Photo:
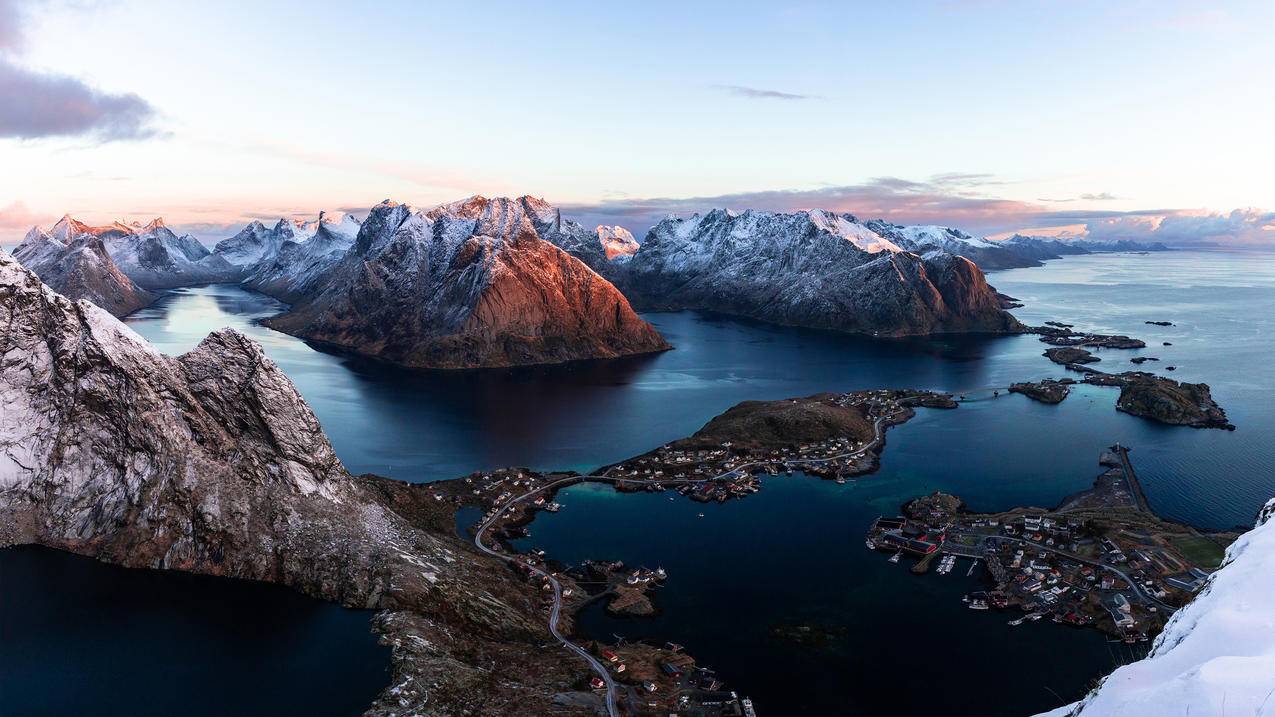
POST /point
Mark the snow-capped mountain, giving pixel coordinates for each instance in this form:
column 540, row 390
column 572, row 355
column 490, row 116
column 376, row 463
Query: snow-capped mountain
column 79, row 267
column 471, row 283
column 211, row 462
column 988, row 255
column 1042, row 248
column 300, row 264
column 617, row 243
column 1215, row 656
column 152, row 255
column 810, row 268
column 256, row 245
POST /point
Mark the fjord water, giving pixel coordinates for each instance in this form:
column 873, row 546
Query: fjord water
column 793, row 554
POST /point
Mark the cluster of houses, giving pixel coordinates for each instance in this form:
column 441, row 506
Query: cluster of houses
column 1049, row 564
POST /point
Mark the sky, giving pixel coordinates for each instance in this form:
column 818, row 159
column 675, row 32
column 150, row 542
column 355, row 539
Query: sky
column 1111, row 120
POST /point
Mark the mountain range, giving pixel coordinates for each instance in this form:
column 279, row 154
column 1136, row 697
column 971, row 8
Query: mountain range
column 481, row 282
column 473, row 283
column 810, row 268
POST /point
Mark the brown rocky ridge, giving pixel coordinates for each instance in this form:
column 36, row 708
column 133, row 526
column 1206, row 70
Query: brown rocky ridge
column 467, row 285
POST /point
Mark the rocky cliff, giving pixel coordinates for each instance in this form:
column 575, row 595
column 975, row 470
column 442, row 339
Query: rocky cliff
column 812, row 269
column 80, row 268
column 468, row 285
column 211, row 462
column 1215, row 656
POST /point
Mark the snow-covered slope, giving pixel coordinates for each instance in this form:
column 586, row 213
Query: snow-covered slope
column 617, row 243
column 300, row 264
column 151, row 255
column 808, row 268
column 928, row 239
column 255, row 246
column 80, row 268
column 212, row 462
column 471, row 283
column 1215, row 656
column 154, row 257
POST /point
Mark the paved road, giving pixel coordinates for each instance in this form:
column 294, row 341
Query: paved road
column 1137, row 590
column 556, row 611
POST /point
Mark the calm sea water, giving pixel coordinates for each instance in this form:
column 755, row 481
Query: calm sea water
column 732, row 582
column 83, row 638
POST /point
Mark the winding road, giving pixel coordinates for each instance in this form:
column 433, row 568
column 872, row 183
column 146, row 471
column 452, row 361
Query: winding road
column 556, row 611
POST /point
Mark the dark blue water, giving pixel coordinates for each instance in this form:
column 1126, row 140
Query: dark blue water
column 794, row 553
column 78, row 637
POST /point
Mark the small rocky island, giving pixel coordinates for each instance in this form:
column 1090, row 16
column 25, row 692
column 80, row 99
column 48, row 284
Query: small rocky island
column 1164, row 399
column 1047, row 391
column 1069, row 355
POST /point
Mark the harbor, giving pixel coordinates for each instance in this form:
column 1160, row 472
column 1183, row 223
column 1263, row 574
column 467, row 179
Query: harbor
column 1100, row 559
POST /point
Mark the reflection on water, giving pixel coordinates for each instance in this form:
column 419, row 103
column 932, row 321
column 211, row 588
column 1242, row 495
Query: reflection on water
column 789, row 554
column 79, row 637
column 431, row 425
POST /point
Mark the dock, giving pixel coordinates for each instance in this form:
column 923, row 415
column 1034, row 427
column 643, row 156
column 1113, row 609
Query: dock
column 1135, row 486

========================================================================

__Task instructions__: Above are records with pictures; repeat the records exactly and leave the pictures out.

__Complete output__:
Photo:
POST /point
Mark the snow-capped mountain, giving pixel coordinates for each instance in this form:
column 540, row 390
column 572, row 355
column 490, row 116
column 376, row 463
Query: snow-capped mountain
column 79, row 267
column 471, row 283
column 211, row 462
column 988, row 255
column 1042, row 248
column 300, row 264
column 617, row 243
column 1215, row 656
column 152, row 255
column 810, row 268
column 256, row 245
POST /point
Mark the fjord water, giving pixel coordinates for each instance in this form:
column 873, row 546
Query: fjord water
column 793, row 554
POST /point
Mark the cluster of houses, giving pixel coordinates for each instance in this form:
column 441, row 506
Query: cluster of houses
column 1049, row 564
POST /point
Mark the sky, giving pixel coordinates for each instance in this form:
column 818, row 159
column 675, row 32
column 150, row 542
column 355, row 539
Query: sky
column 1111, row 120
POST /point
Mark the mountain range, giving pixel coordinates for each instance in this form:
column 279, row 154
column 1136, row 697
column 971, row 8
Query: mountain range
column 481, row 282
column 473, row 283
column 810, row 268
POST /point
Mark the brown rocky ridge, giving pixel coordinates for each instance in this form:
column 36, row 708
column 133, row 526
column 1206, row 70
Query: brown rocky ridge
column 467, row 285
POST /point
Mark the rocky cliff, giving pixel coordinates for each instance in this form:
column 575, row 595
column 975, row 470
column 442, row 339
Query: rocky cliff
column 812, row 269
column 80, row 268
column 468, row 285
column 211, row 462
column 1215, row 656
POST /point
Mark the snow-covered slope, giving pixel coordinates for each instance in this form:
column 586, row 213
Query: snow-covered slope
column 617, row 243
column 300, row 264
column 151, row 255
column 808, row 268
column 928, row 239
column 255, row 246
column 80, row 268
column 212, row 462
column 471, row 283
column 1215, row 656
column 154, row 257
POST /point
Mark the paved road, giving pixel coordinates for each instance in this form:
column 294, row 341
Query: paved road
column 1137, row 590
column 556, row 611
POST /point
Mark the calm sea water, giving pixel coordinates for each instance in this form:
column 755, row 481
Query: calm sea water
column 732, row 582
column 83, row 638
POST /point
Mark the winding road, giving pixel coordinates for each instance in this form:
column 433, row 568
column 872, row 183
column 146, row 471
column 452, row 361
Query: winding road
column 556, row 611
POST /point
Mark the dark blue water, giving pixel coordinates for each instance in this form:
column 1126, row 140
Query: dark blue water
column 794, row 553
column 78, row 637
POST /point
Mark the small rocky island, giving pixel coordinates for each instance in this form:
column 1090, row 16
column 25, row 692
column 80, row 99
column 48, row 284
Query: small rocky island
column 1164, row 399
column 1047, row 391
column 1069, row 355
POST /point
Mark the harbor, giving pixel coordinates for each instance in this form:
column 1160, row 472
column 1183, row 223
column 1263, row 574
column 467, row 179
Query: harbor
column 1100, row 559
POST /point
Mark the reflection on water, giving pixel coordinates for each instance in this form:
column 419, row 103
column 932, row 321
column 211, row 588
column 1242, row 495
Query: reflection on water
column 789, row 554
column 79, row 637
column 431, row 425
POST /point
Mark the dock, giving pixel coordinates for each instance in this form:
column 923, row 415
column 1034, row 427
column 643, row 156
column 1113, row 609
Query: dock
column 1135, row 486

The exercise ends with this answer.